Go through the listing and write out all of it exactly.

• **Entries**:

::::::

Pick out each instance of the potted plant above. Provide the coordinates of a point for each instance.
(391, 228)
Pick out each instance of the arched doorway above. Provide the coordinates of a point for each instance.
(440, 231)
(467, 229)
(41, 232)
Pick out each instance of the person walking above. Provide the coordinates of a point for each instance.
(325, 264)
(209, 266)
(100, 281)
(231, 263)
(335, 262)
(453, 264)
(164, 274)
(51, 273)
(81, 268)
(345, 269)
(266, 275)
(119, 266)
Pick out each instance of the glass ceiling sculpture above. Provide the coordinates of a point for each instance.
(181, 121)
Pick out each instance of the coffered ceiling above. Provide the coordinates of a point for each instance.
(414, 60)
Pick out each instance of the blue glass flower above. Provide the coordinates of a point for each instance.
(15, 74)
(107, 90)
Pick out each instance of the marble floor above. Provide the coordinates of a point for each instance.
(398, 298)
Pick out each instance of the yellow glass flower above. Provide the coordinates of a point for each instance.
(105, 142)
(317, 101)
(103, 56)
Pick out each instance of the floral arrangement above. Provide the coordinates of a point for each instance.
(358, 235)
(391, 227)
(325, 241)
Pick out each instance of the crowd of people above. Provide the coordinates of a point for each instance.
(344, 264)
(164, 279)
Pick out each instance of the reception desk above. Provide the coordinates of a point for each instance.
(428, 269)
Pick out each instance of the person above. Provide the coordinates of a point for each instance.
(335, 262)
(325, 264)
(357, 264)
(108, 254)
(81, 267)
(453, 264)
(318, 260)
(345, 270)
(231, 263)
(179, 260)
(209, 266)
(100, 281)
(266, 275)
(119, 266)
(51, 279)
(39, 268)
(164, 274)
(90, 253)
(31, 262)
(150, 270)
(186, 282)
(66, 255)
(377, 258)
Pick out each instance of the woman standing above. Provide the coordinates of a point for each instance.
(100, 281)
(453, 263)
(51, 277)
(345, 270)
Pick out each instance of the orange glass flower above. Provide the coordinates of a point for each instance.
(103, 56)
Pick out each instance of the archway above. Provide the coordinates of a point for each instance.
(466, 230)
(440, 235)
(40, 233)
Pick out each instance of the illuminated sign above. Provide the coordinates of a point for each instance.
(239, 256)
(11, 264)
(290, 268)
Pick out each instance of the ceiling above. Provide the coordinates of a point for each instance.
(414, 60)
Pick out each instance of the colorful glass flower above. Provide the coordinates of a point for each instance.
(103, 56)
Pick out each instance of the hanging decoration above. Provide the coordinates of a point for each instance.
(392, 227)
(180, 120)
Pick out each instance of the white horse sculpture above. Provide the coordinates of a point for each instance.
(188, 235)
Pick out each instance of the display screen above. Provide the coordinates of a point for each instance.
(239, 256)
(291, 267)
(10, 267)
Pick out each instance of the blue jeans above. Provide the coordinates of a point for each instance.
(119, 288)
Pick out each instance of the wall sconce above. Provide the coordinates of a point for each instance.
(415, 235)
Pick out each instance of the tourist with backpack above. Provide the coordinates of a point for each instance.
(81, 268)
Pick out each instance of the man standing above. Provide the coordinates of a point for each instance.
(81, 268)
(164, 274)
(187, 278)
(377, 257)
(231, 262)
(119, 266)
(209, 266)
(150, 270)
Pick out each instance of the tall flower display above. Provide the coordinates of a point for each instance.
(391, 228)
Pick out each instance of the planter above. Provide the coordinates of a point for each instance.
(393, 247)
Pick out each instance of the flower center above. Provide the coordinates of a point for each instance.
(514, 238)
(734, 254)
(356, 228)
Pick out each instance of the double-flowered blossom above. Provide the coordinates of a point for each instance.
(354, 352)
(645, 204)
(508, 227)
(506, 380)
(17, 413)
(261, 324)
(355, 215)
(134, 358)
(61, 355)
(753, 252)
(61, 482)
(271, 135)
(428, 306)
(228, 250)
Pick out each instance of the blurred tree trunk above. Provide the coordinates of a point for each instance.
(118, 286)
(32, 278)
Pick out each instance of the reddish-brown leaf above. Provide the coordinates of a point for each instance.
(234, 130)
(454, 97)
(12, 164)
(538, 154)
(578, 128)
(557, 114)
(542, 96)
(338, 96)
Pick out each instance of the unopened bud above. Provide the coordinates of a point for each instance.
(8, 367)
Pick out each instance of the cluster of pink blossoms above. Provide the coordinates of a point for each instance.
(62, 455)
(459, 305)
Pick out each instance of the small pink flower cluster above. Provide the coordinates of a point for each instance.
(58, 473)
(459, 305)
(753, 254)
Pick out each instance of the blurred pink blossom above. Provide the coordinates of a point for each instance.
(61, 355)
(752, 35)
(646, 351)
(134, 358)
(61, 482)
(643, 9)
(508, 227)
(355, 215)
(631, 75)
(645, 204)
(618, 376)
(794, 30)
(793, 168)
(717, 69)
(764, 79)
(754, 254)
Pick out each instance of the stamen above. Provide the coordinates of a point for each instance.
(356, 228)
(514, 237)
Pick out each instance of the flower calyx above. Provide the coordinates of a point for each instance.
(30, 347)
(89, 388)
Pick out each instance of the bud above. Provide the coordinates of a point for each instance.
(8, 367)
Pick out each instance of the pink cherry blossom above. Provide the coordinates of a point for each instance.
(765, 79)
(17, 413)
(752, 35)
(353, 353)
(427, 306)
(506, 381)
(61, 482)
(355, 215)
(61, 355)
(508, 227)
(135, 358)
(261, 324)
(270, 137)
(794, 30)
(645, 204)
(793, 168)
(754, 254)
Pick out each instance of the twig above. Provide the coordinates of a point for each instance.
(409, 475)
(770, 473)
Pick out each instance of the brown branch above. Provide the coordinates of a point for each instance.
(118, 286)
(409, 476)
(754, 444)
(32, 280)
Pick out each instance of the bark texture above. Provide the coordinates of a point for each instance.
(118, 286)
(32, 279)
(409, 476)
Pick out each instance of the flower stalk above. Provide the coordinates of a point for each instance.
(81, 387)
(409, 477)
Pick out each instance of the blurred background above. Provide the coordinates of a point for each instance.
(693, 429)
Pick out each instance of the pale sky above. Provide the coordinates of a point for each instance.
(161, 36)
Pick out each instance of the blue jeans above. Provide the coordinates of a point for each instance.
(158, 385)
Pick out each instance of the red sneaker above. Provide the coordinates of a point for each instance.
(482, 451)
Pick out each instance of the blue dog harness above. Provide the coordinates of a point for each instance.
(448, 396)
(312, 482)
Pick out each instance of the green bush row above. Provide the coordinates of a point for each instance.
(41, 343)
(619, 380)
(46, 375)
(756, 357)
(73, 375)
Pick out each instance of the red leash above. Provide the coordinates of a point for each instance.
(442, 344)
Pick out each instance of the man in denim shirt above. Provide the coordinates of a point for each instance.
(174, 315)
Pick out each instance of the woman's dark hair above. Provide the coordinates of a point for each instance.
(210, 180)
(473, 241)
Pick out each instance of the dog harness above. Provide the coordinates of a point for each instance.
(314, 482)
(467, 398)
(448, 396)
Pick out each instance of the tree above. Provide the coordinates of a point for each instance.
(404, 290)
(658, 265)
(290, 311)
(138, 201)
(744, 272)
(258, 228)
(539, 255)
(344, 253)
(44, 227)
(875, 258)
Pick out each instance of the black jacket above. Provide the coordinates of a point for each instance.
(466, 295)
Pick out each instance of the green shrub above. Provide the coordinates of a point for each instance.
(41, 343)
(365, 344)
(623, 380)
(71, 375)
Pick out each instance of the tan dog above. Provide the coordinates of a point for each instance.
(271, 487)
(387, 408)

::::::

• **Exercise solution**:
Pick out each instance of the potted plant above. Provide the coordinates of a point for each instance.
(391, 228)
Pick out each instance of the arched doorway above. Provide the coordinates of a point for each instance.
(440, 231)
(467, 229)
(41, 232)
Pick out each instance of the person walking above. Provide the coordinates of a point for each instance.
(325, 264)
(209, 266)
(100, 281)
(231, 263)
(335, 262)
(453, 264)
(164, 274)
(51, 273)
(81, 268)
(345, 269)
(266, 275)
(119, 266)
Pick out each instance of the glass ceiling sculpture above. Provide the coordinates of a point for each instance.
(181, 121)
Pick out each instance of the coffered ceiling above. Provide the coordinates of a point for each instance.
(414, 60)
Pick out each instance of the blue glass flower above. Provide the coordinates of a point for each instance.
(15, 74)
(107, 90)
Pick out each instance of the marble floor above. Provide the coordinates of a point for each instance.
(398, 298)
Pick out each instance of the yellow glass flower above. Provide the coordinates of a point for each instance.
(105, 142)
(317, 101)
(103, 56)
Pick out each instance of the floral arrangement above. Provide the coordinates of a point for each instance.
(358, 235)
(391, 227)
(325, 241)
Pick out each instance of the crowd of people above. Provide the coordinates of a point for each instance.
(344, 264)
(164, 279)
Pick out each instance of the reception desk above. Provide the coordinates of a point for each instance.
(428, 269)
Pick out each instance of the person above. Provide the coordinates of a point for each instance.
(335, 262)
(325, 264)
(357, 264)
(108, 254)
(81, 267)
(453, 264)
(318, 260)
(345, 270)
(231, 263)
(179, 260)
(209, 266)
(100, 281)
(266, 275)
(119, 266)
(51, 279)
(39, 268)
(164, 274)
(90, 253)
(31, 262)
(150, 270)
(186, 282)
(66, 255)
(377, 258)
Pick out each instance of the woman standing above. Provide the coordinates of a point for each instance.
(100, 281)
(453, 263)
(51, 277)
(345, 270)
Pick out each instance of the orange glass flower above. Provide the coordinates of a point for each instance.
(103, 56)
Pick out each instance of the archway above. Provide the coordinates of a point for each instance.
(466, 230)
(440, 235)
(40, 233)
Pick out each instance of the illuminated sign above. Provide the coordinates of a point for each instance.
(239, 256)
(11, 264)
(290, 268)
Pick out each instance of the ceiling above. Provide the coordinates of a point for each instance.
(414, 60)
Pick out each instance of the colorful glass flower above. Provide the coordinates of a point for each instance.
(103, 56)
Pick out each instance of the hanging decoration above. Provide the coordinates of a point for each instance.
(392, 227)
(180, 120)
Pick out each instance of the white horse sculpture above. Provide the coordinates of a point for each instance.
(188, 235)
Pick out each instance of the display screen above. Provide the coordinates of a point for each instance.
(239, 256)
(291, 267)
(10, 267)
Pick out each instance of the blue jeans above. Provide the coordinates of a point for each instance.
(119, 288)
Pick out each instance of the wall sconce above. Provide the coordinates of a point for each instance.
(415, 235)
Pick out each instance of the tourist with backpack above. Provide the coordinates of a point for each instance.
(81, 268)
Pick out each instance of the man standing above. Provide the coordinates of a point for each instance.
(81, 268)
(164, 274)
(187, 278)
(377, 257)
(231, 262)
(119, 266)
(209, 266)
(150, 270)
Pick out each instance of the tall flower display above. Provide the coordinates of a point for each instance.
(391, 228)
Pick out each instance of the planter above. Provide the coordinates of a point for each instance.
(393, 247)
Pick out each instance of the flower center above. Provide the coordinates of a point for each instance.
(514, 238)
(734, 254)
(356, 228)
Pick out each instance of the double-flowered blossom above. Provide the coordinates of a point for each instance.
(354, 352)
(645, 204)
(508, 227)
(506, 380)
(17, 413)
(261, 324)
(355, 215)
(134, 358)
(61, 355)
(753, 252)
(61, 482)
(271, 135)
(428, 306)
(228, 250)
Pick out each instance of the blurred tree trunk above. Provide the coordinates of a point for each instance.
(118, 286)
(32, 278)
Pick out each instance of the reddish-brown leaf above. Provide the coordinates of a point for each instance.
(234, 130)
(454, 97)
(12, 164)
(538, 154)
(578, 128)
(557, 114)
(542, 96)
(338, 96)
Pick out each instance of the unopened bud above. Provide the coordinates of a point for each instance.
(8, 367)
Pick out each instance of the cluster of pink blossoms above. Provide the coordinates of a point for each instance.
(62, 455)
(459, 305)
Pick out each instance of the small pink flower cluster above. Provide the coordinates of a point for each instance.
(58, 473)
(459, 305)
(753, 254)
Pick out each instance of the blurred pink blossom above. Provide the coordinates of a point for each instance.
(61, 355)
(752, 35)
(646, 351)
(134, 358)
(61, 482)
(643, 9)
(508, 227)
(355, 215)
(631, 75)
(645, 204)
(618, 376)
(794, 30)
(793, 168)
(717, 69)
(764, 79)
(754, 254)
Pick out each instance of the stamen above. Provide the coordinates of a point for each instance.
(356, 228)
(514, 237)
Pick out each instance of the flower calyx above. Provide the coordinates of a point for each instance.
(30, 347)
(89, 388)
Pick out each instance of the bud above. Provide the coordinates of a point for each instance.
(8, 367)
Pick out each instance of the pink cherry blossom above. Provide the coordinates of a point for each instance.
(765, 79)
(17, 413)
(752, 35)
(353, 353)
(427, 306)
(506, 381)
(61, 482)
(355, 215)
(61, 355)
(508, 227)
(135, 358)
(261, 324)
(270, 137)
(794, 30)
(645, 204)
(793, 168)
(754, 254)
Pick out each instance of the twig above. Provide the coordinates of a point for each instance.
(409, 475)
(770, 473)
Pick out each instance of the brown branch above. Provide the coordinates of a point for each instance.
(118, 286)
(409, 476)
(754, 444)
(32, 280)
Pick out each instance of the bark texture above. Provide the coordinates of a point for each instance.
(118, 286)
(32, 279)
(409, 476)
Pick out each instance of the flower stalk above. Provide the coordinates of a point for each instance.
(81, 387)
(409, 477)
Pick out each instance of the blurred background above. Provide the coordinates of a point for each instance.
(693, 429)
Pick out each instance of the pale sky above. Provide the coordinates of a point for each instance.
(161, 36)
Pick out each instance of the blue jeans above. Provide the coordinates of a point for each instance.
(158, 385)
Pick out each instance of the red sneaker above. Provide the coordinates of a point for each instance.
(482, 451)
Pick out each instance of the blue dog harness above. Provide the coordinates of a point for each instance.
(448, 396)
(312, 482)
Pick out each instance of the green bush row above. Provide the coordinates of a point for each instance.
(41, 343)
(619, 380)
(46, 375)
(756, 357)
(73, 375)
Pick out each instance of the red leash above. Provide the coordinates of a point for each instance.
(442, 344)
Pick out each instance of the man in denim shirt above. Provide the coordinates of a point for each instance.
(174, 315)
Pick out each instance of the woman's dark hair above. Provide the coordinates of a point for each instance.
(210, 180)
(473, 241)
Pick out each instance of the dog harness above. Provide the coordinates of a point for each instance.
(314, 482)
(467, 398)
(448, 396)
Pick out each instance of the tree above. Provide the coordinates of a point for each instance.
(404, 290)
(658, 265)
(290, 311)
(138, 201)
(744, 272)
(258, 228)
(539, 255)
(344, 253)
(44, 227)
(875, 258)
Pick out each instance of the black jacket above. Provide the coordinates of a point for each instance.
(466, 295)
Pick out each instance of the green shrub above. Provide the coordinates of a point for each instance.
(41, 343)
(365, 344)
(623, 380)
(71, 375)
Pick out each instance of the tan dog above. Provide the coordinates of a point for each instance.
(271, 487)
(387, 408)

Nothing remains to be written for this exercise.